::: Extrait présenté :::

Plongée métaphorique dans la mécanique suicidaire, « Les Os noirs » fait de la noirceur jaillir la lumière. Façonnée dans un amas de plastique harassé par le vent, la dernière création de Phia Ménard et de la Compagnie Non Nova est une claque esthétique et sensorielle.
Au-delà de leur potentielle fulgurance intellectuelle ou plastique, les spectacles qui ont une âme sont rares. « Les Os Noirs » appartient à cette fine catégorie. En quelques puissants tableaux, particulièrement économes en mots dont ils se passent aisément, la dernière création de Phia Ménard et de la Compagnie Non Nova sonde des bas-fonds intimes rarement explorés. Son univers est peuplé de créatures, nos créatures, qui sorties des tréfonds du désespoir, assaillent, enrobent et avalent jusqu’à potentiellement étouffer la vie. Sombre, le propos de l’artiste l’est assurément. Pour autant cet examen métaphorique de la mécanique suicidaire n’est pas, comme on pouvait le craindre, une lente descente aux enfers. Elle relève plutôt du combat, paradoxalement lumineux, que chacun doit mener pour ne pas se laisser engloutir par ses propres ténèbres.
Épaulée par le vent qu’elle convoquait déjà dans ses précédentes créations Vortex et L’après-midi d’un foehn , Phia Ménard joue avec des bâches plastiques qui, tel un amas de bile noire, déstabilisent, puis submergent, une jeune femme incarnée par Chloée Sanchez. Aussi intimidée que déterminée, la marionnettiste-ventriloque – devenue comédienne le temps d’un spectacle – s’impose, sur son visage marqué comme dans sa gestuelle saccadée, un comportement de pantin. Au milieu d’une forêt hostile ou emportée dans une valse, elle ne semble plus tout à fait aux commandes, comme régie par une force toute-puissante qui la pousse à passer aux actes suicidaires. Mais à chaque fois, portée par une intense lumière blanche qui cherche à dissiper ce tourbillon de noirceur, la jeune femme se relève – encore plus forte.

:::

- **Votre consigne**: Recopiez la critique des « Os noirs » entre « Au-delà de leur » et « ses propres ténèbres. », bornes incluses, en substituant « abysses » à « bas-fonds ».

::: Segment de données :::

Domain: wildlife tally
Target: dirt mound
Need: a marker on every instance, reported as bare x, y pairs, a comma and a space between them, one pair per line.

:::

- **Réponse attendue**:
Au-delà de leur potentielle fulgurance intellectuelle ou plastique, les spectacles qui ont une âme sont rares. « Les Os Noirs » appartient à cette fine catégorie. En quelques puissants tableaux, particulièrement économes en mots dont ils se passent aisément, la dernière création de Phia Ménard et de la Compagnie Non Nova sonde des abysses intimes rarement explorés. Son univers est peuplé de créatures, nos créatures, qui sorties des tréfonds du désespoir, assaillent, enrobent et avalent jusqu’à potentiellement étouffer la vie. Sombre, le propos de l’artiste l’est assurément. Pour autant cet examen métaphorique de la mécanique suicidaire n’est pas, comme on pouvait le craindre, une lente descente aux enfers. Elle relève plutôt du combat, paradoxalement lumineux, que chacun doit mener pour ne pas se laisser engloutir par ses propres ténèbres.